● **Gestellte Aufgabe 1**: Übertragen Sie einen Abschnitt aus dem Text über den Bildband zu Brücken wortgetreu. Setzen Sie bei den Worten „Manchmal sind sie“ ein und enden Sie nach „nicht einmal schön.“.
● **Gestellte Aufgabe 2**: Wie viel Platz erhält laut dem Text über den Bildband zu Brücken jede Fotografie Karl Langs in „Brücken der Welt“?

● **Ausgewählte Textstelle**:
▼▼▼

Brücken als Bauwerke, die Orte verbinden, auch wenn sie nicht immer zwingend zueinander streben. In Karl Langs Bildband bleibt dabei viel Raum für kuriose Beobachtungen.

Von Stefan Fischer

Brücken als Bauwerke, die Orte verbinden, auch wenn sie nicht immer zwingend zueinander streben. In Karl Langs Bildband bleibt dabei viel Raum für kuriose Beobachtungen. Von Stefan Fischer Wenige Motive eignen sich für die Panorama-Fotografie so gut wie Brücken. In dem - wie von der Edition Panorama gewohnt - breitformatigen Band "Brücken der Welt" bekommt jede der Fotografien Karl Langs sogar eine Doppelseite. Im Bild: Tay Rail Bridge, Dundee, Schottland

Kühn schwingen sich die Brücken über Flüsse und Meeresarme, majestätisch überspannen sie eine Talsenke. Im Bild: Ponte Vasco da Gama, Lissabon, Portugal

Manchmal sind sie aber auch ganz zerbrechlich und klein, kaum mehr als ein gefällter Baumstamm oder eine wackelige Planke. Im Bild: Brücke in der Provinz Yüan, China

Die meisten der Fotografien sind entstanden, da gab es die Idee zu diesem Bildband noch gar nicht. Der Fotograf Karl Lang ist viel in der Welt herumgekommen, und die mal filigrane, mal wuchtige, aber immer klare Ästhetik dieser speziellen Bauwerke hat ihn lange schon fasziniert. So sind eher beiläufig all die Aufnahmen entstanden, die in der Summe dann doch den Anschein einer planmäßig erstellten Gesamtschau erwecken. Im Bild: Göltzschtal-Viadukt, Mylau, Deutschland

Es sind Brücken in dem Band zu sehen, die beinahe schon einen emblematischen Charakter haben - die Tower Bridge (im Bild) etwa oder die Golden Gate Bridge. Andere sind nur funktional und kaum mit Historie und Projektionen aufgeladen. Manche sind nicht einmal schön.

▲▲▲

● **Bereitgestellte Daten**:
▼▼▼

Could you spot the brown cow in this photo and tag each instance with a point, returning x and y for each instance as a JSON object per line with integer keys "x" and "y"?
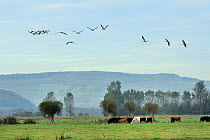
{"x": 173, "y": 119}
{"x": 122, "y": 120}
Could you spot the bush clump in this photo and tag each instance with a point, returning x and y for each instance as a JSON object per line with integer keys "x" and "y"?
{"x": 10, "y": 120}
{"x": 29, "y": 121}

▲▲▲
▼▼▼

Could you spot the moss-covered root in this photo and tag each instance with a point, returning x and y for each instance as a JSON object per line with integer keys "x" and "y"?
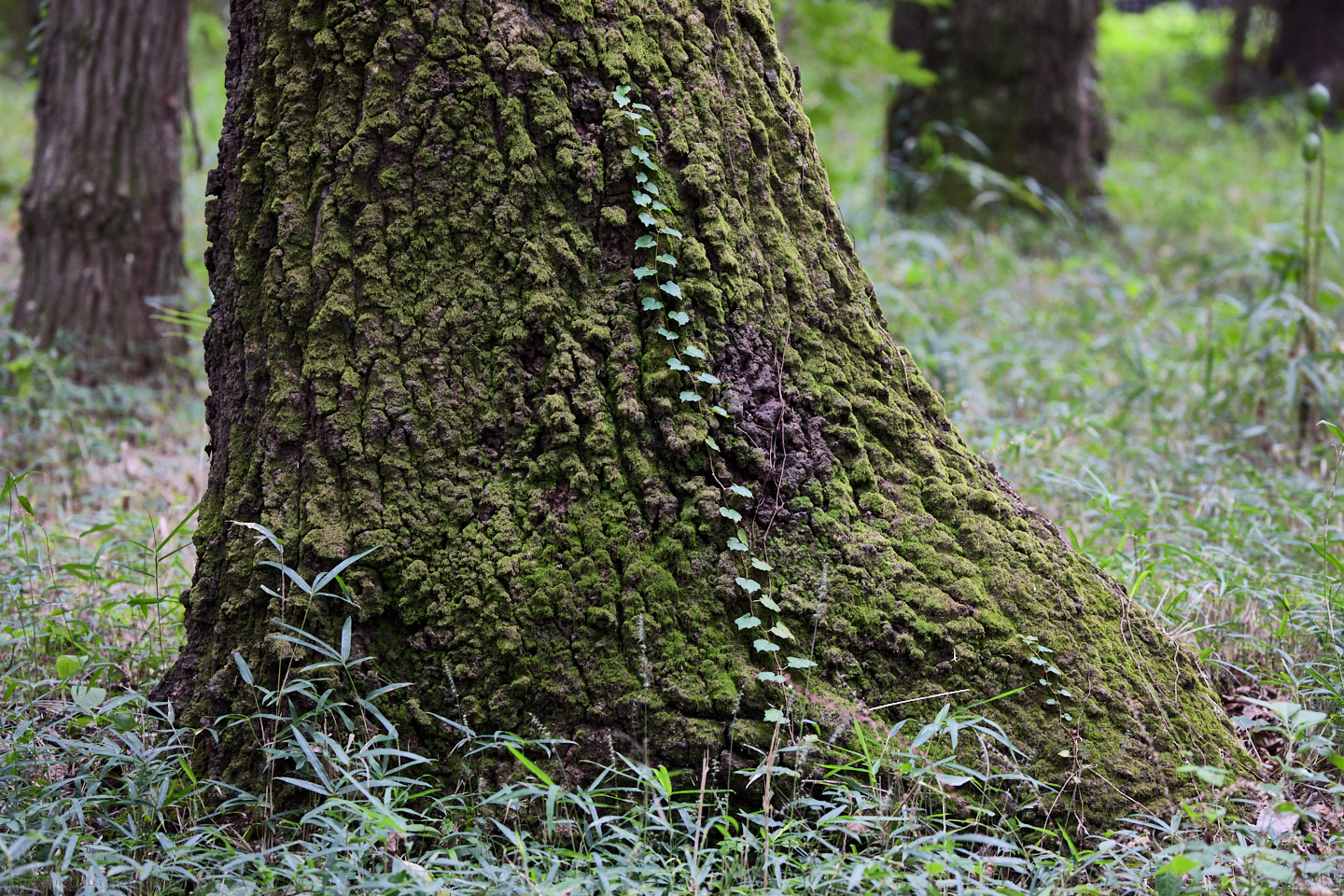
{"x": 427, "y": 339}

▲▲▲
▼▼▼

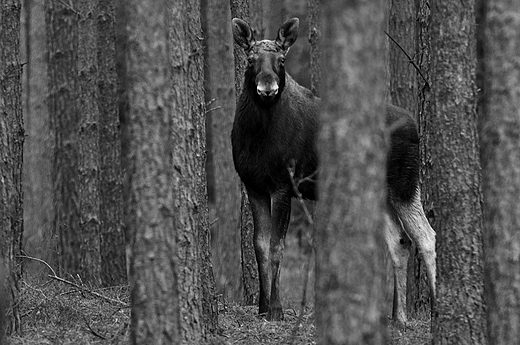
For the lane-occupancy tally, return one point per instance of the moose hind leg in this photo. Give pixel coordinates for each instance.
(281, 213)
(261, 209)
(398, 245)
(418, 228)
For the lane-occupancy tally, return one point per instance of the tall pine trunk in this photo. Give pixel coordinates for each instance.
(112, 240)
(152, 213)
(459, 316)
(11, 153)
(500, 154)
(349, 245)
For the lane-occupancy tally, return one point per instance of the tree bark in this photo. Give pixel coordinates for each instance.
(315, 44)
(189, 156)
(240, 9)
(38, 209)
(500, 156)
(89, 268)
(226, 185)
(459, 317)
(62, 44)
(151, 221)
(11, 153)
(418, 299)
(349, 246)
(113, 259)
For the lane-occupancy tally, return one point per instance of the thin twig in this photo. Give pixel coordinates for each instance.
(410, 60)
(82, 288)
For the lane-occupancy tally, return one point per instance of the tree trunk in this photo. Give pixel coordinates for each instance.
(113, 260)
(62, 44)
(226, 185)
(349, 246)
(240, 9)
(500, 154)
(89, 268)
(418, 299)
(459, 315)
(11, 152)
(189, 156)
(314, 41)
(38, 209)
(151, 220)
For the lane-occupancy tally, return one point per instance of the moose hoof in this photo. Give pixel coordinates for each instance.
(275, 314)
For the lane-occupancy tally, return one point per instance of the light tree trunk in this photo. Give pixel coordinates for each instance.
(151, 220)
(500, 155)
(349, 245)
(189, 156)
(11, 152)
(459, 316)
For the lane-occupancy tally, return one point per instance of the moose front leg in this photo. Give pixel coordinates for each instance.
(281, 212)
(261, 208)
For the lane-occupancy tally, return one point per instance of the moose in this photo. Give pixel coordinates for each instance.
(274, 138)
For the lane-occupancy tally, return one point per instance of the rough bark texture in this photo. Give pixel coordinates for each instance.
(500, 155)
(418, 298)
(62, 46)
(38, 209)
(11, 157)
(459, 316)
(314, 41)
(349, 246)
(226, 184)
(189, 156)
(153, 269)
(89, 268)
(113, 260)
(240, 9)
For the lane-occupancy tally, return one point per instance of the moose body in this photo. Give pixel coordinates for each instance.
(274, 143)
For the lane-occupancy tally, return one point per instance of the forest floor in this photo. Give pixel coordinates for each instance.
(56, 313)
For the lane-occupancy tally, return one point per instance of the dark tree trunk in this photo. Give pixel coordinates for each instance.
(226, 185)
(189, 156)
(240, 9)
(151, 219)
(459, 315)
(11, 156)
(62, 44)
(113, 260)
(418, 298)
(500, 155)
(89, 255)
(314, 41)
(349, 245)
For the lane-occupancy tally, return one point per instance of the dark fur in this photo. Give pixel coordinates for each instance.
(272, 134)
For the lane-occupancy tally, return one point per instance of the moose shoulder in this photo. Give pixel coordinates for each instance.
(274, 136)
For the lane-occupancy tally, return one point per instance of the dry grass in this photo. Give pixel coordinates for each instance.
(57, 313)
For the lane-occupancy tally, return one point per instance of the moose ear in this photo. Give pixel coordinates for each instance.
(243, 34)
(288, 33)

▲▲▲

● **Ergebnis der Aufgabe 1**:
Manchmal sind sie aber auch ganz zerbrechlich und klein, kaum mehr als ein gefällter Baumstamm oder eine wackelige Planke. Im Bild: Brücke in der Provinz Yüan, China

Die meisten der Fotografien sind entstanden, da gab es die Idee zu diesem Bildband noch gar nicht. Der Fotograf Karl Lang ist viel in der Welt herumgekommen, und die mal filigrane, mal wuchtige, aber immer klare Ästhetik dieser speziellen Bauwerke hat ihn lange schon fasziniert. So sind eher beiläufig all die Aufnahmen entstanden, die in der Summe dann doch den Anschein einer planmäßig erstellten Gesamtschau erwecken. Im Bild: Göltzschtal-Viadukt, Mylau, Deutschland

Es sind Brücken in dem Band zu sehen, die beinahe schon einen emblematischen Charakter haben - die Tower Bridge (im Bild) etwa oder die Golden Gate Bridge. Andere sind nur funktional und kaum mit Historie und Projektionen aufgeladen. Manche sind nicht einmal schön.

● **Ergebnis der Aufgabe 2**: Jede Fotografie bekommt eine Doppelseite.